══ Records shown ══

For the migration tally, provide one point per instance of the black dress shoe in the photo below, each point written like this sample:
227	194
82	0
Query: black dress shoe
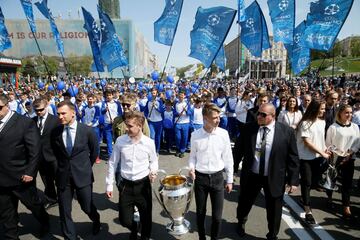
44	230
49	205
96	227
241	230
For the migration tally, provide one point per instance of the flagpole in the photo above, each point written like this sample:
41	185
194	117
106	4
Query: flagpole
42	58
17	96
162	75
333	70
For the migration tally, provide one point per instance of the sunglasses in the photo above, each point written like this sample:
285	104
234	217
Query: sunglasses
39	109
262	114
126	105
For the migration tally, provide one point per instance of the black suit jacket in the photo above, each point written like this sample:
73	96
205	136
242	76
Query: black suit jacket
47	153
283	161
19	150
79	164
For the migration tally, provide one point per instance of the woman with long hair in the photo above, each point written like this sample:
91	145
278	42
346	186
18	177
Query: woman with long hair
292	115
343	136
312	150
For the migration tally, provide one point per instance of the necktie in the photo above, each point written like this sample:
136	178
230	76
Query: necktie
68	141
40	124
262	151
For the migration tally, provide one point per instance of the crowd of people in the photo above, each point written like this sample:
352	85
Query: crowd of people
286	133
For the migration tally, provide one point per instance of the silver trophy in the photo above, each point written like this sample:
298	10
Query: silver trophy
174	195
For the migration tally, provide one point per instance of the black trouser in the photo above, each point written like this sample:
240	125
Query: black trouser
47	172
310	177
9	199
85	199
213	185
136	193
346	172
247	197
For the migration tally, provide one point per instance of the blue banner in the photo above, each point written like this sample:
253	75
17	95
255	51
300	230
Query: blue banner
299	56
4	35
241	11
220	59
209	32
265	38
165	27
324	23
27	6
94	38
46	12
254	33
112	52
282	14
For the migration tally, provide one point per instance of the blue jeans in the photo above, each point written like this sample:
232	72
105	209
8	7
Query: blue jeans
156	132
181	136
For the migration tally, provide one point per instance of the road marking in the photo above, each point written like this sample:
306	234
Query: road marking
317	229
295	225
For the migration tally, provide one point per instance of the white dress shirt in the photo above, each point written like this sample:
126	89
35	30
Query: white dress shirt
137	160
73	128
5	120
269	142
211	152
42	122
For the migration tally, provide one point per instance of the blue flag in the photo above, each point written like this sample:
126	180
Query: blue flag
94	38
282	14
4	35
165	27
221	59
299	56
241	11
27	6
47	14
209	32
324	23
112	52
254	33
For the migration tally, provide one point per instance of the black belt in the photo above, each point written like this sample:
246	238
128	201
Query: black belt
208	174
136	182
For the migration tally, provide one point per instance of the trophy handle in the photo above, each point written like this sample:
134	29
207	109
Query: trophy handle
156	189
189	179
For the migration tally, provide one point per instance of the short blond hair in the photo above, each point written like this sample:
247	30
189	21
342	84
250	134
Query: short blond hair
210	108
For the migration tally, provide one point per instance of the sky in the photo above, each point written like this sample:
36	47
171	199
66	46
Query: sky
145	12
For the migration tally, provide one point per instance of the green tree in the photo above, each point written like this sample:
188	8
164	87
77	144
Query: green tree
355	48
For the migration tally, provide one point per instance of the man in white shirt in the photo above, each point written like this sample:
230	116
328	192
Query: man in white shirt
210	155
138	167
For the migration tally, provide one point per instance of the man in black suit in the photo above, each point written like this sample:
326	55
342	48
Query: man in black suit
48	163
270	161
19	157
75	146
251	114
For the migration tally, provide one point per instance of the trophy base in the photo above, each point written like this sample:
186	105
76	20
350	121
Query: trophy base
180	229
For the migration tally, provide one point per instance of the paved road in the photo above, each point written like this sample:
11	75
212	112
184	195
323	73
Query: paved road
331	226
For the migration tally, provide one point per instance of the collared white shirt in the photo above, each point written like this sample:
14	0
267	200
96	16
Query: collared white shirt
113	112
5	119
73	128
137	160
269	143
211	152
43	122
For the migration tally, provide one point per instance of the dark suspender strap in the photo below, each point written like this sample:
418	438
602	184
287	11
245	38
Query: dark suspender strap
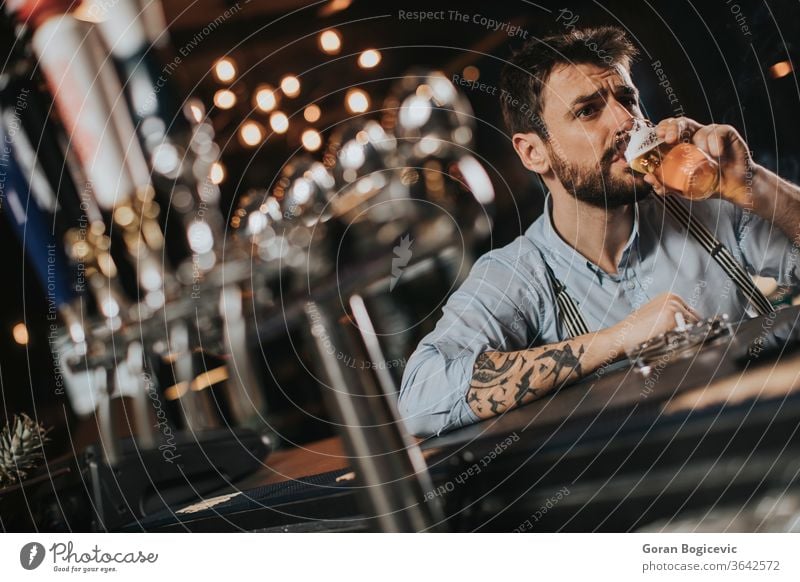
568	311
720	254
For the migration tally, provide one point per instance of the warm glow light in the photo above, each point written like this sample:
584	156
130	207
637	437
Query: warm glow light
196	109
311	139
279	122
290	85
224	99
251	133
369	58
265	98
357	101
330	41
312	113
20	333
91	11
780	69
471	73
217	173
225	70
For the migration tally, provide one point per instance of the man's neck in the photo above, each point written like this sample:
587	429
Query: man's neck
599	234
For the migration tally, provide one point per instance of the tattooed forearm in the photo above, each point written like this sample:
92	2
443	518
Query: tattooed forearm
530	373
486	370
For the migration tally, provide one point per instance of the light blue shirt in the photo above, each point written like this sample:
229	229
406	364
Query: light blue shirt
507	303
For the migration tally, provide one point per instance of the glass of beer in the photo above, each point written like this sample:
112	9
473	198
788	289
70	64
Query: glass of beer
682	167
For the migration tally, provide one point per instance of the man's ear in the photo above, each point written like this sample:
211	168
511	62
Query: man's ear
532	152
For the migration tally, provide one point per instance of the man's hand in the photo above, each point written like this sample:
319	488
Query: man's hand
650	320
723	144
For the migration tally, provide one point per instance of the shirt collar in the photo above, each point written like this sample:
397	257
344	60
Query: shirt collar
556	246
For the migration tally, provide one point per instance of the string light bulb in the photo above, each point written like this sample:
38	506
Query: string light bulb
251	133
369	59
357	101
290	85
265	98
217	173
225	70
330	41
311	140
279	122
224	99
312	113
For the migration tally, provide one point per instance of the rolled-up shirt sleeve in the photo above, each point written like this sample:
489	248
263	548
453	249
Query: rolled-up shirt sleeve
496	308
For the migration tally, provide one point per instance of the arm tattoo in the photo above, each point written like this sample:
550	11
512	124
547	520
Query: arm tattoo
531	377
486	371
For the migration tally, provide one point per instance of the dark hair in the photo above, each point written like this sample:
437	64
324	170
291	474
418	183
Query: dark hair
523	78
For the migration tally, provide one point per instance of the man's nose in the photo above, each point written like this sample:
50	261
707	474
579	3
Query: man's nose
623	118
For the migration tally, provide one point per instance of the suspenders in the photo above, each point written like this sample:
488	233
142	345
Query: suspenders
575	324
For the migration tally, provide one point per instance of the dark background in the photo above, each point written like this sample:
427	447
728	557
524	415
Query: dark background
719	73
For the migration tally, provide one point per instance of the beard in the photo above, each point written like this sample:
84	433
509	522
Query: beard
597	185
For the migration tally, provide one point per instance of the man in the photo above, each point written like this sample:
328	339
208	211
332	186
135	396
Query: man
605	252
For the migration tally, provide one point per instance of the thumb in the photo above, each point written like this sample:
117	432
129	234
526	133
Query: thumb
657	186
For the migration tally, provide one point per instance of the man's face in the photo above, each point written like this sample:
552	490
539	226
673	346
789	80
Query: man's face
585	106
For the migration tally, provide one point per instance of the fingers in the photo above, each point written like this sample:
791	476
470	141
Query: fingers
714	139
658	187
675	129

═══

* [What this task involves]
The records above must be echoed exactly, minus their pictures.

* [Result of the task]
For the migration tally, provide one point per instance of the black dress shoe in the photo below, each point written like this sample:
227	194
82	0
Query: black dress shoe
44	230
49	205
96	227
241	230
For the migration tally, provide one point per instance of the flagpole in the photo above, each point written like this sample:
41	185
194	117
106	4
Query: flagpole
42	58
17	96
162	75
333	70
For the migration tally, provide one point per instance of the sunglasses in the photo above, each point written like this sample:
285	104
234	217
Query: sunglasses
39	109
262	114
126	105
For the migration tally, provide one point per instance of the black suit jacket in the photo above, each point written like this sample:
73	96
205	136
242	76
Query: black suit jacket
47	153
283	161
19	150
79	164
For the migration tally, provide one point per instance of the woman with long hair in the photo above, each point written like this sample:
91	145
278	42
346	186
18	177
Query: woman with long hair
292	115
343	136
312	150
For the migration tally, provide one point per instance of the necktie in the photo above, each point written like this sample:
136	178
230	76
Query: necktie
68	141
40	124
262	151
For the migration tally, provide one point per instance of the crowd of people in the photo above, each point written like this sample:
352	85
Query: crowd of people
286	133
For the migration tally, provide one point per instance of the silver trophy in the photo above, each point written like this sample:
298	10
Query: silver trophy
174	195
For the migration tally, provide one point per instance of the black trouser in the photo above, each point written like this sample:
240	125
Query: black trouser
47	172
310	177
9	199
85	199
213	185
136	193
346	172
247	197
For the migration tally, provide one point per instance of the blue banner in the photo above, each point written like this sample:
253	75
17	95
255	51
300	230
Query: blue banner
299	56
4	35
241	11
220	59
209	32
265	38
165	27
324	23
27	6
94	38
46	12
254	33
112	52
282	14
For the migration tally, provide one point per instance of the blue jeans in the photo above, each point written like this sample:
232	72
105	209
8	7
Query: blue jeans
156	132
181	136
For the migration tally, provide one point per instance of the road marking in the photo above, each point written like this sample:
306	234
Query: road marking
317	229
295	225
For the migration tally, provide one point per instance of the white dress shirt in the photo above, each point written like this sample:
126	89
35	30
Query: white dress shirt
137	160
73	128
5	120
269	142
211	152
42	122
For the migration tally, provide one point per instance of the blue flag in the photo above, each point written like this sample:
126	180
Query: blue flag
94	38
282	14
4	35
165	27
221	59
299	56
241	11
27	6
47	14
209	32
324	23
112	52
254	33
For the migration tally, provide one point per instance of the black belt in the photo above, each point written like this sample:
246	238
128	201
Query: black belt
208	174
136	182
For the migration tally, provide one point per instance of the trophy handle in the photo above, each point written like this sample:
134	29
207	109
Query: trophy handle
156	189
189	179
For the migration tally, provide one point per instance of the short blond hair in the photo above, each point written like this sample:
247	30
189	21
342	84
250	134
Query: short blond hair
210	108
For the migration tally, provide one point per instance of the sky in the photo above, each point written like this sample:
36	47
171	199
66	46
Query: sky
145	12
For the migration tally, provide one point per instance of the green tree in the photo above, each point written like this sample:
188	8
164	87
77	144
Query: green tree
355	48
For the migration tally, provide one point per instance of the man in white shirt in the photo above, each point written like this sample:
230	116
328	192
Query: man in white shirt
210	155
138	167
For the migration tally, provide one point per instance of the man in black suit in the photo above, each point written like this sample:
326	55
342	48
Query: man in black suit
48	163
270	161
19	157
75	146
251	114
For the migration tally, provide one point per instance of the trophy base in the photo above, each point written like this sample:
186	105
76	20
350	121
Query: trophy base
180	229
For the migration tally, provide one point per instance of the paved road in the photo above, each point written like this sample:
11	75
212	112
184	195
323	73
Query: paved road
331	226
For the migration tally, provide one point per instance of the collared white shirt in the photo above, each point written like this sample:
14	0
267	200
96	16
Query: collared white shirt
113	112
5	119
73	128
137	160
269	143
211	152
43	122
For the migration tally, provide one point per instance of the dark suspender strap in the photo below, each point written like this sample:
418	438
602	184
287	11
245	38
Query: dark suspender strap
568	311
720	254
For the migration tally, provide one point per instance of the warm glow light in the photo above, each point written like this sample:
584	156
130	207
637	437
Query: warm glow light
196	109
311	139
279	122
290	85
224	99
251	133
369	58
265	98
357	101
330	41
312	113
20	333
91	11
780	69
471	73
217	173
225	70
For the migration tally, provide one point per instance of the man's neck in the photo above, each point written like this sample:
587	429
Query: man's neck
599	234
For the migration tally, provide one point per instance of the tattooed forearm in the photo above, each point written like this sample:
92	2
443	518
Query: tattooed forearm
530	373
486	370
For the migration tally, provide one point per instance of the light blue shirt in the photo above, each point written like this sample:
229	229
406	364
Query: light blue shirt
507	303
For the migration tally, provide one point per instance of the glass of beer in the photo above, each point written like this sample:
112	9
473	198
788	289
70	64
Query: glass of beer
682	167
For the migration tally, provide one point per instance of the man's ear in the photo above, each point written like this sample:
211	168
511	62
Query: man's ear
532	152
For the migration tally, provide one point per instance of the man's hand in the photo above, each point written like this sample:
319	488
Query: man's hand
650	320
723	144
For the migration tally, provide one point per instance of the shirt collar in the photo above, each point written like this sample:
397	257
344	60
Query: shirt collar
556	246
For the migration tally, provide one point per instance of the string light bulb in the photo above, each point written like this sample:
38	506
Query: string light bulb
251	133
369	59
357	101
290	85
265	98
217	173
225	70
330	41
311	140
279	122
224	99
312	113
For the migration tally, provide one point per instance of the rolled-up shirt sleeve in the photo above, each point written like this sample:
489	248
263	548
453	249
Query: rolled-up shirt sleeve
496	308
For the migration tally, provide one point per instance of the arm tattoo in the photo above, each point written like this sample:
550	11
512	124
547	520
Query: arm tattoo
531	377
486	371
For the migration tally, provide one point per instance of the dark hair in the photo above, each point written like this sample:
437	64
324	170
291	474
418	183
Query: dark hair
523	78
For the migration tally, provide one point per instance of the man's nose in the photo above, each point written like this sample:
50	261
707	474
579	3
Query: man's nose
623	118
For the migration tally, provide one point per instance of the suspenders in the photo above, each point written like this sample:
488	233
142	345
Query: suspenders
575	324
For the migration tally, provide one point per instance of the dark background in the photo above, each point written like this sample:
427	447
728	557
524	415
Query: dark background
719	73
For the migration tally, provide one point per instance of the beard in the photo above, each point written like this sample:
84	433
509	522
Query: beard
597	185
For the migration tally, provide one point per instance of the man in the photo above, each point written like this sample:
328	339
208	211
332	186
135	396
Query: man
605	252
For the migration tally, provide one point per instance of the thumb in the photo above, each point written like this sample:
117	432
129	234
526	133
Query: thumb
657	186
For the migration tally, provide one point per instance of the man's face in the photo above, each point written like this sample:
552	490
539	226
673	346
789	80
Query: man's face
585	106
For the migration tally, provide one point per instance of the fingers in the photo above, each point written like this sample:
791	476
470	141
Query: fingers
714	139
658	187
675	129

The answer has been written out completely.